--- Exercise aim ---
Could you rewrite all the records below with "single dot" replaced by "single point", leaving everything else unchanged and omitting the pictures?

--- Dataset extract ---
* begin *

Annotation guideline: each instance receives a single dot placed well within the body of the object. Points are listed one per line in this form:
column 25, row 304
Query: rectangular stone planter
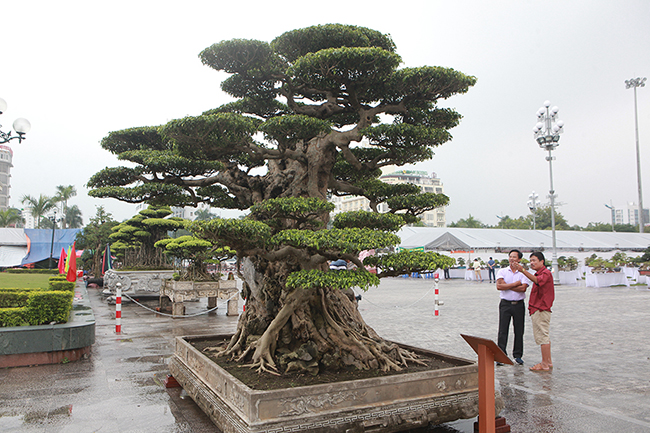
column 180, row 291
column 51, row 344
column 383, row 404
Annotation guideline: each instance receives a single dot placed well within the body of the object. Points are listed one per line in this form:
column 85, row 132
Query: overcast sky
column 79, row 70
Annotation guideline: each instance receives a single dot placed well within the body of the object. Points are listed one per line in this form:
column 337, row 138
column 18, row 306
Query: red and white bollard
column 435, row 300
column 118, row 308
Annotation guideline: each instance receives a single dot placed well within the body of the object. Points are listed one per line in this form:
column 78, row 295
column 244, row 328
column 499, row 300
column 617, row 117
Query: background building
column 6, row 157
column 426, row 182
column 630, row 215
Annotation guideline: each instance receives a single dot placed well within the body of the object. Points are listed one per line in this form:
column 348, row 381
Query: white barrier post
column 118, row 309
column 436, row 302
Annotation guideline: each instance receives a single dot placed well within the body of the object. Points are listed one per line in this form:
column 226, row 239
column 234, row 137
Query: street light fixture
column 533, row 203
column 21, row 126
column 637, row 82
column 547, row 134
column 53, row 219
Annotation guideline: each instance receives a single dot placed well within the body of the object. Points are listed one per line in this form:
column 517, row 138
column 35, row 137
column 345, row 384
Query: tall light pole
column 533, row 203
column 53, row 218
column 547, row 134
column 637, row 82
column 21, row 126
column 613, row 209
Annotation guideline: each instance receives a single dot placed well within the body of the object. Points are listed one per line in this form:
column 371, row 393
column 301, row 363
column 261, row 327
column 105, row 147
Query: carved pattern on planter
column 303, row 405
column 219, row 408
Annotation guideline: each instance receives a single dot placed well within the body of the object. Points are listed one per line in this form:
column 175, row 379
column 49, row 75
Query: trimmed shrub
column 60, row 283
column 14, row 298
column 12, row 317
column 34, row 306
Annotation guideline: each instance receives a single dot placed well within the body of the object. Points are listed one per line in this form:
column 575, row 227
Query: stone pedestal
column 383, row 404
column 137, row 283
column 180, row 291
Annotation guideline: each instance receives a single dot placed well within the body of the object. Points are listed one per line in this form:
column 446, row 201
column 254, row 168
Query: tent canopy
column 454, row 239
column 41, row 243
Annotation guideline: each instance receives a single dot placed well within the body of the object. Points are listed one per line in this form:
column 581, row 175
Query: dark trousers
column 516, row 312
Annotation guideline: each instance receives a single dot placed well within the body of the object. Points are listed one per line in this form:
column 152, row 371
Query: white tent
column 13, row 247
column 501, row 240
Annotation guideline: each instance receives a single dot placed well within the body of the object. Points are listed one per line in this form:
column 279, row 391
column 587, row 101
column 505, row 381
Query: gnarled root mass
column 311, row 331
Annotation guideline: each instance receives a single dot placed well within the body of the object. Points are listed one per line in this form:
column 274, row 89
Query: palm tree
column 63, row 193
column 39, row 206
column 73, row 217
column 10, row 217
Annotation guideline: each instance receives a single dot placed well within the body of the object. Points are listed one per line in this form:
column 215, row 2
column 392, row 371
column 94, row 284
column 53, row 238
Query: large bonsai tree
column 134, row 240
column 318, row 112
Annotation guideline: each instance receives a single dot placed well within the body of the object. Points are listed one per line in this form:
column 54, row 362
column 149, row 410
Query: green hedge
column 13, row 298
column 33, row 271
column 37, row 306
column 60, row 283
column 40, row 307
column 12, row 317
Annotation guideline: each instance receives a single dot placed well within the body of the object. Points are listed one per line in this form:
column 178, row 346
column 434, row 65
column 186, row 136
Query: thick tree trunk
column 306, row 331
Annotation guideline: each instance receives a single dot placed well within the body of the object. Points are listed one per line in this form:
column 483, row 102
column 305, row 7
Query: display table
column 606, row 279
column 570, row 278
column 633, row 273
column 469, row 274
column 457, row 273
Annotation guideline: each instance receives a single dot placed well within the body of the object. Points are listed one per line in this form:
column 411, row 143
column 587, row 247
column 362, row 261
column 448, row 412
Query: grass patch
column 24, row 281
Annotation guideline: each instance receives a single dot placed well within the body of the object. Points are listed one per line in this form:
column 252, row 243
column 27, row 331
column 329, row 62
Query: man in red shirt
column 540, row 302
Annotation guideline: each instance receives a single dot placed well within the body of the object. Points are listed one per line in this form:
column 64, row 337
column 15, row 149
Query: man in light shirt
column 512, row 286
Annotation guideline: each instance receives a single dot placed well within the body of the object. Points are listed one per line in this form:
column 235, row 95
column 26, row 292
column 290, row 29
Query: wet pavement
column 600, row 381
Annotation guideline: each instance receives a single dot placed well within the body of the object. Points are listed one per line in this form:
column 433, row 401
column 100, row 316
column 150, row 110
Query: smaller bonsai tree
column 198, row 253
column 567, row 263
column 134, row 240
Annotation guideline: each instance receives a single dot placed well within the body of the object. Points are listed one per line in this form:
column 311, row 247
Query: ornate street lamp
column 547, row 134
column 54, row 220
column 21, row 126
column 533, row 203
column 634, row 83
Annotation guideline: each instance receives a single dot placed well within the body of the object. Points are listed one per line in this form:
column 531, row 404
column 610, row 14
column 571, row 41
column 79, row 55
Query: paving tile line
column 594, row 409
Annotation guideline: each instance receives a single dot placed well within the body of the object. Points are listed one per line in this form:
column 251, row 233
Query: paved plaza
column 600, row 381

* end *

--- The answer ---
Annotation guideline: each instance receives a single point placed well within the body of the object. Points are listed one per line in this form:
column 25, row 304
Query: rectangular stone planter
column 180, row 291
column 51, row 344
column 383, row 404
Annotation guideline: each instance receives a single point placed well within the body of the object. Points are listed one per line in this form:
column 85, row 132
Query: overcast sky
column 79, row 70
Annotation guideline: each instance receives a single point placed well within the body of the object. Points are listed one per line in this form:
column 337, row 138
column 18, row 306
Query: red and white bollard
column 435, row 300
column 118, row 308
Annotation guideline: each instance receives a single point placed well within the body of the object. Points are listed one per line in this form:
column 78, row 295
column 244, row 328
column 499, row 300
column 617, row 117
Query: background building
column 6, row 157
column 426, row 182
column 630, row 215
Annotation guideline: each instance receives a single point placed well within the body of the object. Points are listed one per line in this form:
column 348, row 381
Query: white barrier post
column 118, row 309
column 436, row 302
Annotation guideline: each instance receives a single point placed well within the body of the object. Points are listed one per line in this form:
column 226, row 239
column 234, row 137
Query: street light fixture
column 533, row 203
column 21, row 126
column 637, row 82
column 547, row 134
column 53, row 219
Annotation guideline: each instance receives a single point placed well within the body of the object. Points are listed one per line in this form:
column 517, row 138
column 35, row 137
column 345, row 384
Query: tall light pole
column 533, row 203
column 53, row 218
column 547, row 134
column 637, row 82
column 21, row 126
column 613, row 209
Annotation guideline: each instance receives a single point placed well within the body of the object. Points are listed one per line in this form:
column 371, row 393
column 301, row 363
column 261, row 327
column 105, row 147
Query: carved pattern on planter
column 303, row 405
column 219, row 408
Annotation guideline: each instance receives a single point placed well within the body of the object. Points are listed one per line in this form:
column 175, row 379
column 49, row 75
Query: trimmed shrub
column 60, row 283
column 14, row 298
column 12, row 317
column 34, row 306
Annotation guideline: each instance receives a single point placed well within the body of the object. Points are listed one per line in this form:
column 575, row 227
Query: stone pedestal
column 383, row 404
column 137, row 283
column 180, row 291
Annotation guideline: each instance receives a single point placed well within the body of the object. Points are listed one per line in this form:
column 446, row 201
column 254, row 168
Query: tent canopy
column 454, row 239
column 41, row 243
Annotation guideline: each instance receives a single point placed well within the body of the object. Points are listed one per line in this form:
column 581, row 175
Query: dark trousers
column 516, row 312
Annotation guideline: each instance receives a single point placed well within the body of the object. Points are listed one per line in this form:
column 152, row 371
Query: white tent
column 13, row 247
column 501, row 240
Annotation guideline: each instance receives a single point placed well within the body of the object. Points are listed one per line in this form:
column 279, row 391
column 587, row 101
column 505, row 381
Query: gnarled root mass
column 311, row 331
Annotation guideline: each instance receives a single point placed well within the body of the object. Points are listed one per line in this form:
column 274, row 89
Query: palm tree
column 63, row 193
column 39, row 206
column 73, row 217
column 10, row 217
Annotation guideline: each instance receives a single point placed well within the body of the object. Points are listed one per line in this form:
column 215, row 2
column 392, row 371
column 94, row 284
column 53, row 238
Query: large bonsai tree
column 134, row 240
column 318, row 112
Annotation guideline: each instance receives a single point placed well within the body of the object. Points are listed one per line in this form:
column 54, row 362
column 149, row 410
Query: green hedge
column 13, row 298
column 33, row 271
column 37, row 306
column 60, row 283
column 40, row 307
column 12, row 317
Annotation guideline: each instance receives a single point placed well within the body of the object. Points are listed one per line in this form:
column 178, row 346
column 434, row 65
column 186, row 136
Query: thick tree trunk
column 306, row 331
Annotation guideline: each instance receives a single point placed well within the body of the object. Points are listed one per line in this form:
column 483, row 102
column 305, row 7
Query: display table
column 606, row 279
column 570, row 278
column 633, row 273
column 469, row 274
column 457, row 273
Annotation guideline: each instance receives a single point placed well within the body of the object. Points are listed one per line in this form:
column 411, row 143
column 587, row 247
column 362, row 261
column 448, row 412
Query: grass patch
column 24, row 281
Annotation guideline: each instance receives a single point placed well within the body of the object. Points are listed one per line in this form:
column 252, row 243
column 27, row 331
column 329, row 62
Query: man in red shirt
column 540, row 302
Annotation guideline: each instance receives a single point placed well within the body of the object. Points are listed one per line in this form:
column 64, row 337
column 15, row 149
Query: man in light shirt
column 512, row 286
Annotation guideline: each instance receives a single point placed well within the body of the object. Points are listed one per line in this form:
column 235, row 95
column 26, row 292
column 290, row 29
Query: wet pavement
column 600, row 381
Annotation guideline: each instance receives a single point placed well within the body of the object. Points are listed one per line in this form:
column 433, row 401
column 100, row 316
column 150, row 110
Query: smaller bonsai tree
column 198, row 253
column 567, row 263
column 134, row 240
Annotation guideline: each instance receives a single point placed well within the body of the object. Points are listed one per line in this form:
column 311, row 247
Query: ornate street lamp
column 547, row 134
column 54, row 220
column 21, row 126
column 533, row 203
column 634, row 83
Annotation guideline: each instance receives a single point placed well within the body of the object. Points are listed one per line in this form:
column 531, row 404
column 610, row 14
column 571, row 41
column 79, row 55
Query: paving tile line
column 594, row 409
Annotation guideline: each instance receives a single point placed well within the body of the object. Points are listed one per line in this form:
column 251, row 233
Query: paved plaza
column 600, row 381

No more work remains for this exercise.